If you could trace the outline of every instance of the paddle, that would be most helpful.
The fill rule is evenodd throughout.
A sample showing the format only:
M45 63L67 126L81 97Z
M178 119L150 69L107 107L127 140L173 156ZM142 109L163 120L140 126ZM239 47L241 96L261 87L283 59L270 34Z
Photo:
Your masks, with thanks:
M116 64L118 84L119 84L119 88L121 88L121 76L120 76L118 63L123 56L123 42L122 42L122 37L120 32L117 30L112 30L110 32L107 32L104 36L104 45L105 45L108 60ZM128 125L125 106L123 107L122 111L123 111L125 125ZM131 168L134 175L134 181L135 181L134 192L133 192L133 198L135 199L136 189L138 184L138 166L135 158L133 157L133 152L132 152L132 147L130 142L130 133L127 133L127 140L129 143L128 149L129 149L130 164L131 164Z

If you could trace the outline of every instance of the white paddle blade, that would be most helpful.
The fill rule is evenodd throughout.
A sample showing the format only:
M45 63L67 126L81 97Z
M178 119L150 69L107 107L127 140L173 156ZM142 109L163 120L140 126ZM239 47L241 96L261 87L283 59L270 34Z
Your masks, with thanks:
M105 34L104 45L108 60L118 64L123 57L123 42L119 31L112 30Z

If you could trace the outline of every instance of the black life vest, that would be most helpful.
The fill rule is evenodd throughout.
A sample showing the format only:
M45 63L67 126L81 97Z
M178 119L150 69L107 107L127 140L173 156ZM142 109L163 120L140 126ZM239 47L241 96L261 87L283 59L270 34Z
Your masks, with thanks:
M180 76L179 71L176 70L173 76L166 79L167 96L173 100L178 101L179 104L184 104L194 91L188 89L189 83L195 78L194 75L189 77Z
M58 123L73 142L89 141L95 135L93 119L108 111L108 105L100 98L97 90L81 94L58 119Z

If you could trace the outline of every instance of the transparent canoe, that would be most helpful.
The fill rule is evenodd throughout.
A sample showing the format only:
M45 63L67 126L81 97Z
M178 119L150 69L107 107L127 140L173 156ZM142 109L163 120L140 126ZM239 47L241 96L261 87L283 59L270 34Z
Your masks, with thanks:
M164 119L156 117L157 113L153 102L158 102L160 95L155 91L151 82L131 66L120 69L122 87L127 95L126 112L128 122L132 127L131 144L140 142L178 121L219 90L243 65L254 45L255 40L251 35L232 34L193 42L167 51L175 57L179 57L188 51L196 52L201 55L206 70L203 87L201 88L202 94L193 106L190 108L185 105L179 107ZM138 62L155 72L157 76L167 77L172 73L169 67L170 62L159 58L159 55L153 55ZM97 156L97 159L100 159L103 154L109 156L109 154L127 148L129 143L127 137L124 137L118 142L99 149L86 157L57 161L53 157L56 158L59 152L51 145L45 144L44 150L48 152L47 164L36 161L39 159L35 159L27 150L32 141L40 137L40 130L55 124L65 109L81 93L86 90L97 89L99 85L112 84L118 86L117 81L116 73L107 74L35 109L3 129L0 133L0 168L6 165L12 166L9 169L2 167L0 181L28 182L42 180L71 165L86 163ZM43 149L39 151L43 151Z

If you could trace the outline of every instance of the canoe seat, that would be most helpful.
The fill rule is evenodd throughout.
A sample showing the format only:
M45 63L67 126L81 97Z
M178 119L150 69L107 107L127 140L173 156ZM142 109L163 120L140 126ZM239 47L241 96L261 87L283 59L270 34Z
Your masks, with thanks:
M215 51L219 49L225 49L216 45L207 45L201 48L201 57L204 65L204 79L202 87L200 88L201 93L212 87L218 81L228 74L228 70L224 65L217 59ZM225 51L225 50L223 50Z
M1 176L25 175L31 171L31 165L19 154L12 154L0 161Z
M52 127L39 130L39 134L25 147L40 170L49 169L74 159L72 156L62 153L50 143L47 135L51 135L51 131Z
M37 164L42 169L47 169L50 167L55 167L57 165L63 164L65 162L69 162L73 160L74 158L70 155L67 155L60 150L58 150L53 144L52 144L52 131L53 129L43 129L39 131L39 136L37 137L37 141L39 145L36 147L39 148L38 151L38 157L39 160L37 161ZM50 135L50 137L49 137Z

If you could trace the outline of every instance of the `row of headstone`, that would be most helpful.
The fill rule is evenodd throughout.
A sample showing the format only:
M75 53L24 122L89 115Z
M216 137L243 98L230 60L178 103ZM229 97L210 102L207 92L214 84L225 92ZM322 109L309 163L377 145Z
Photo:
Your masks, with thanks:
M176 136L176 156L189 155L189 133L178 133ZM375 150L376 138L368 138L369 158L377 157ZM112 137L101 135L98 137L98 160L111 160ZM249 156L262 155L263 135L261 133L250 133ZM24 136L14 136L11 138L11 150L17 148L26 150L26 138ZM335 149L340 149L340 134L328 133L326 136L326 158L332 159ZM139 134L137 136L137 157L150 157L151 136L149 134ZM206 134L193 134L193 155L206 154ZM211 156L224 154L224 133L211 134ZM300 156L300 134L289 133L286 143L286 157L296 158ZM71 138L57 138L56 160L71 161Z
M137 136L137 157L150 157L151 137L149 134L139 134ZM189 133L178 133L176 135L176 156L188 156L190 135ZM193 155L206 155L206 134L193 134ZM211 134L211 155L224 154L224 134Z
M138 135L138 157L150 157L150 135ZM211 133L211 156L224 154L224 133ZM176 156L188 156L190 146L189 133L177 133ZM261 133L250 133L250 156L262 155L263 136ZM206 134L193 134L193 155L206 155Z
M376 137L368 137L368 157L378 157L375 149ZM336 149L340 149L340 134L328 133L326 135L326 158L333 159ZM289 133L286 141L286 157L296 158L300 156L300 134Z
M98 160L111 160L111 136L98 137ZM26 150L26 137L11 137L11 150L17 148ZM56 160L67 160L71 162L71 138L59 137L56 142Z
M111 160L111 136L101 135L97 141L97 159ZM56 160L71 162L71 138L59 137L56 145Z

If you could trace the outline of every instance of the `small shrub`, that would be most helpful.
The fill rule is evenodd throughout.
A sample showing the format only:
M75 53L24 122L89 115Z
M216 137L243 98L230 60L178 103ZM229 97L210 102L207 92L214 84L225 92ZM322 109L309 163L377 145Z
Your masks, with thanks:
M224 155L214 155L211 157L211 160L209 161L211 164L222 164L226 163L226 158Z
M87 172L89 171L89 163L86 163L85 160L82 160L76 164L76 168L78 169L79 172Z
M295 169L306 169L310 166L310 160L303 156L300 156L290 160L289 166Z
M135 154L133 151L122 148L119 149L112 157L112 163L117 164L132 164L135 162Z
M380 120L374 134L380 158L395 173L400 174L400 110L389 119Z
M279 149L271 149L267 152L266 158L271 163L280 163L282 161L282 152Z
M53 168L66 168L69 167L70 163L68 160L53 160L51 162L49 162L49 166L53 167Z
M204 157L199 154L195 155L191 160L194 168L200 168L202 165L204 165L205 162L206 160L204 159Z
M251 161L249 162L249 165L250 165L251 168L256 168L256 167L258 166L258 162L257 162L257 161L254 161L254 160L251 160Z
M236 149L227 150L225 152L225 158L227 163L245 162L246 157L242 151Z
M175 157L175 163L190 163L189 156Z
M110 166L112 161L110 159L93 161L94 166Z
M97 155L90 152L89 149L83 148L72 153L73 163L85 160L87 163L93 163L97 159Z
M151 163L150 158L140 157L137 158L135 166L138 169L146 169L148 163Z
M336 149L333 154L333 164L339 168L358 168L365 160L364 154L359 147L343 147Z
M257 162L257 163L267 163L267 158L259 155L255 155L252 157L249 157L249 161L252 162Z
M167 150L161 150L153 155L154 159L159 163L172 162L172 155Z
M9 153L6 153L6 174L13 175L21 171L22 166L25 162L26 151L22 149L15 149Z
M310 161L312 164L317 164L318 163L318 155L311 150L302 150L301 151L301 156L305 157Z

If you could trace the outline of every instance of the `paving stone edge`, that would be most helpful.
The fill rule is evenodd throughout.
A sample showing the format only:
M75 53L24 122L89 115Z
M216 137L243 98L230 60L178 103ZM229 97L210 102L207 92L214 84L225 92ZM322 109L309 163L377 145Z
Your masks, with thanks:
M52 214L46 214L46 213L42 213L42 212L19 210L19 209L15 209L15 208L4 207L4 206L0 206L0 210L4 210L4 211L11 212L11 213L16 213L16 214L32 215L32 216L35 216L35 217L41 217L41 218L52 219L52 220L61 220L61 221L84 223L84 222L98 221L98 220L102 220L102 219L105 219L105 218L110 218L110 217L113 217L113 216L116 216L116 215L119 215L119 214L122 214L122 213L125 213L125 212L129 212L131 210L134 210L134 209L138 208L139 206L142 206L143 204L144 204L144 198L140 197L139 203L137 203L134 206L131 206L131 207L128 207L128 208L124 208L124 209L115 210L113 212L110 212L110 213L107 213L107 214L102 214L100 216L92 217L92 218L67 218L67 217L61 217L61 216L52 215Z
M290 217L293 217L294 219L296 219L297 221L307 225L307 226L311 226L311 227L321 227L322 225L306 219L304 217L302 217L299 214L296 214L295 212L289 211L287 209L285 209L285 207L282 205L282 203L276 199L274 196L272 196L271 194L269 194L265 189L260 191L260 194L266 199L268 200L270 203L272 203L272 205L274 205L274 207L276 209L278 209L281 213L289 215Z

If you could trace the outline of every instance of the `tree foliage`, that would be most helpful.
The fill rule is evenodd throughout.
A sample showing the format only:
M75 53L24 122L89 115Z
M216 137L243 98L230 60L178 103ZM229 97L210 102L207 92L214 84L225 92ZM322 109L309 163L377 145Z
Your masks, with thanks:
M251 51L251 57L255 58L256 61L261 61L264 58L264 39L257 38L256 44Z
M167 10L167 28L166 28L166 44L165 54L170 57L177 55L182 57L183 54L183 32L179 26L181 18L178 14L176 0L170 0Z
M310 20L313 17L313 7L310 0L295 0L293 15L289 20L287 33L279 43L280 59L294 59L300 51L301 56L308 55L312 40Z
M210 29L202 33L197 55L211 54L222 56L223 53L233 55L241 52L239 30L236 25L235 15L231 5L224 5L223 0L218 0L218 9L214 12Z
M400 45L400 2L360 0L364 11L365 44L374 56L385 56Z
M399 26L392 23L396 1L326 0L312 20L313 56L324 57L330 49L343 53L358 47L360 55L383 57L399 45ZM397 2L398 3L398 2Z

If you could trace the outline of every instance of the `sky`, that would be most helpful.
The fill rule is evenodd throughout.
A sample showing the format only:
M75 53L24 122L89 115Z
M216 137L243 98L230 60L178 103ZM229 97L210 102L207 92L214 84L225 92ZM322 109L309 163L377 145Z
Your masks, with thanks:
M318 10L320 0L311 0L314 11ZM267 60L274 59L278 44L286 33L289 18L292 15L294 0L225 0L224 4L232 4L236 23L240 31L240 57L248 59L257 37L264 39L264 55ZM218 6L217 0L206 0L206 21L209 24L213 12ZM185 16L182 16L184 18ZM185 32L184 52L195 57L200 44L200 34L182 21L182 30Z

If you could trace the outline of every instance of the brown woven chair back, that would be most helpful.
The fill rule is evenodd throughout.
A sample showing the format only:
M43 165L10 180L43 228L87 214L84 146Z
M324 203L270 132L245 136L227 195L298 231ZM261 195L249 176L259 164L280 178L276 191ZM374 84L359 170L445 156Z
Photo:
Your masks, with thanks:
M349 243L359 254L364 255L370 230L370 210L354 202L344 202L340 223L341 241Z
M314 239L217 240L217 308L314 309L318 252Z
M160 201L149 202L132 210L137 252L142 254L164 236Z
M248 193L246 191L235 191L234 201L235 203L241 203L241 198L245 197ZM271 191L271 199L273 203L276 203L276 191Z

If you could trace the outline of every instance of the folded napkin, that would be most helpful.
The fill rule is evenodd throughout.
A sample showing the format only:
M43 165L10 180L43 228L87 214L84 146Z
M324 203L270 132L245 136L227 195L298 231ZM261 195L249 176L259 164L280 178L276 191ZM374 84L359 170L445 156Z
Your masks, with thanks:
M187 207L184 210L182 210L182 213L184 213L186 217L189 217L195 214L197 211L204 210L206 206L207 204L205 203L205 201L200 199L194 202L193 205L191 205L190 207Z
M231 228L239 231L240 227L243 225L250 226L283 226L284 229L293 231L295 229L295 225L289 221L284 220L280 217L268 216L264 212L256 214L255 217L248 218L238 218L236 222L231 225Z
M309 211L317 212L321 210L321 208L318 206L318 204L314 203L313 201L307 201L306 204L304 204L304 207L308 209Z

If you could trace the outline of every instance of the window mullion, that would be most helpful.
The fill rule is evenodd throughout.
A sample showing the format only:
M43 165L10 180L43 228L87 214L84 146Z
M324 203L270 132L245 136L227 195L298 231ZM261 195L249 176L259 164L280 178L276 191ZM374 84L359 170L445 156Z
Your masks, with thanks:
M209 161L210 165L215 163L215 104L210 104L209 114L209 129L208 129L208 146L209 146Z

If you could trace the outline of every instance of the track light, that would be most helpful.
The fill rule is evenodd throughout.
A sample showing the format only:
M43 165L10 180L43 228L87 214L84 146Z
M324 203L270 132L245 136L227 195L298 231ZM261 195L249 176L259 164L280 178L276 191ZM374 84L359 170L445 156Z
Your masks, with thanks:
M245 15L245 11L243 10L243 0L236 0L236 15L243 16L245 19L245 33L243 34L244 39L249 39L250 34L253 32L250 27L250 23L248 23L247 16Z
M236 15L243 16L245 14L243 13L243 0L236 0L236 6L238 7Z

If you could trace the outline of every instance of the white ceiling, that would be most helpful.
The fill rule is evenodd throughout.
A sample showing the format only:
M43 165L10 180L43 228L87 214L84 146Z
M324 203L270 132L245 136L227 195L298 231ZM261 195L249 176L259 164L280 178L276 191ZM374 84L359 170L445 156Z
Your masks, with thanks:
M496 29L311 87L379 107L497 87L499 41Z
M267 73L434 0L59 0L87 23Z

····················

• TRY IT:
Check each line above for "white" and return the ones that have it.

• WRITTEN RESPONSE:
If you could trace the outline of every instance of the white paddle blade, that would be most helpful.
If you could trace the outline of every instance of the white ceiling, that would be most helpful.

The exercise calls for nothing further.